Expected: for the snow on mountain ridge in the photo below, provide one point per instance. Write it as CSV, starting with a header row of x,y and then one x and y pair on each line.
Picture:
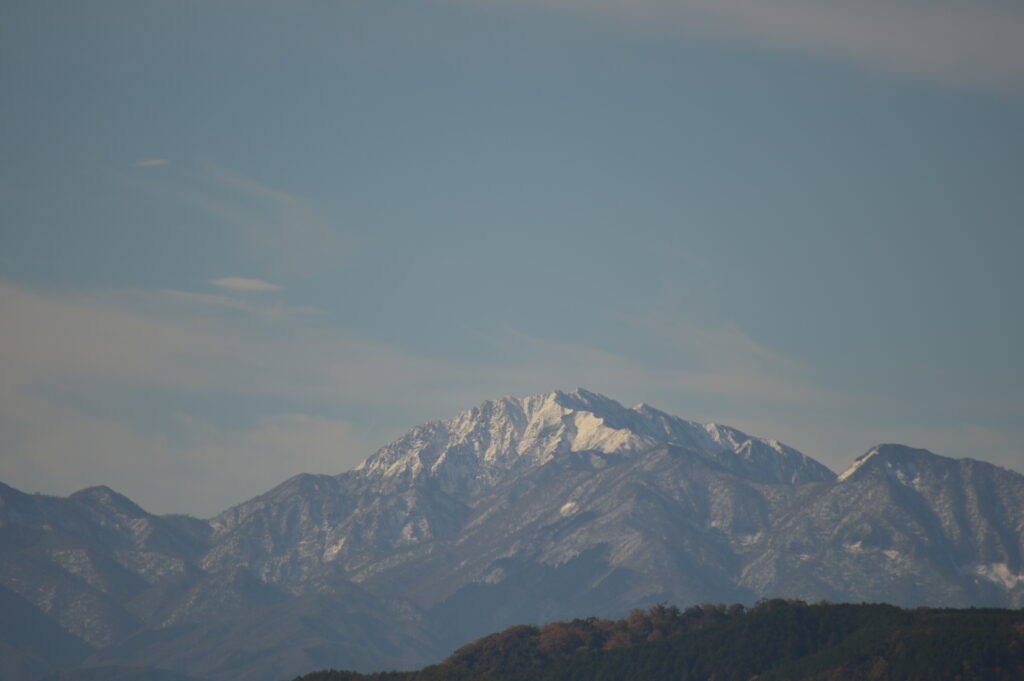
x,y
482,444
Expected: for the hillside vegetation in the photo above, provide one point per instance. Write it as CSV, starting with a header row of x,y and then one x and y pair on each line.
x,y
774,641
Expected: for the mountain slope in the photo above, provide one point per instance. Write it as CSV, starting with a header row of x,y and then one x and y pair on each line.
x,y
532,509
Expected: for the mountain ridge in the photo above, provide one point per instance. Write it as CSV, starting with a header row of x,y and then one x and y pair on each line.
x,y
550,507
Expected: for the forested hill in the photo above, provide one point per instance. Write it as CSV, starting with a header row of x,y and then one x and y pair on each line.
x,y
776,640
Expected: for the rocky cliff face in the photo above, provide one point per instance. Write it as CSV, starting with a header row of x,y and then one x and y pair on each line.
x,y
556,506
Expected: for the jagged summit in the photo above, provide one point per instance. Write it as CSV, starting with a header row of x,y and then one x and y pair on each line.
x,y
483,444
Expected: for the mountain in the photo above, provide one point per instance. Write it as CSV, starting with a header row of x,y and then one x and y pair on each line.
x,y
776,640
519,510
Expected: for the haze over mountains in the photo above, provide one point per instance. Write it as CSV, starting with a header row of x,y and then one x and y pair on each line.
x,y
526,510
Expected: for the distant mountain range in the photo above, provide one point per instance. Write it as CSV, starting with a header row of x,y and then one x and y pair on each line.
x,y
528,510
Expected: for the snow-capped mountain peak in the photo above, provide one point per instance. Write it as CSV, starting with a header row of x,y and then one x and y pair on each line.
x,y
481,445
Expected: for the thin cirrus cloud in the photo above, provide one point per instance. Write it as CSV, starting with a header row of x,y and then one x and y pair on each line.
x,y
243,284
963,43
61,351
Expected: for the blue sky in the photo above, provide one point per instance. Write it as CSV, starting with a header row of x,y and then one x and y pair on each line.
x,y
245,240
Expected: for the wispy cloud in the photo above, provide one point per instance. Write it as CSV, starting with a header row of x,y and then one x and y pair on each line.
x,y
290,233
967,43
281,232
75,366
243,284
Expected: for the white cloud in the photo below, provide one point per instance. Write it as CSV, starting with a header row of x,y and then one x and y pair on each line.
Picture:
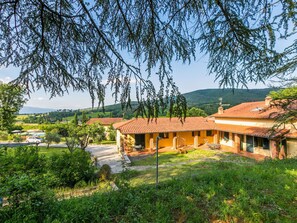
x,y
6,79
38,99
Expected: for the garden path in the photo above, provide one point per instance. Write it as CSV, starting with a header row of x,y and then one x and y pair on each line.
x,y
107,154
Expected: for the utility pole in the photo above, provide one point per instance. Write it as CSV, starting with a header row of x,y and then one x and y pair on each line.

########

The problem. Output only the lines that run from the line containing "Expected: for the blue" to the last line of the data, exactly as they stand and without pictures.

Reply.
Expected: for the blue sky in the photo above, provide one point per instance. Write it as CSV, starting with a header row of x,y and then one x and y pair on each line.
x,y
245,240
Expected: for the wispy cloud in the photo above, provide one point per instance. Write it as CSV, starting with a header row of x,y and then one x and y pair on each line.
x,y
290,233
967,43
281,232
75,366
243,284
Expected: for the white cloud in the photo below, provide one point per instance. Write it as CSV, starting with a header row of x,y and then one x and y pair on each line.
Picture:
x,y
6,79
38,99
Expected: for the garden path in the photo above, provide one point per instance. Write it as CSV, starting with a header row of x,y and then one x and y pair on each line.
x,y
107,154
Expected: for the utility pole in the photo above, provide one point per instance. Write it as CSV, starting with a header row of x,y and then one x and y pair on each line.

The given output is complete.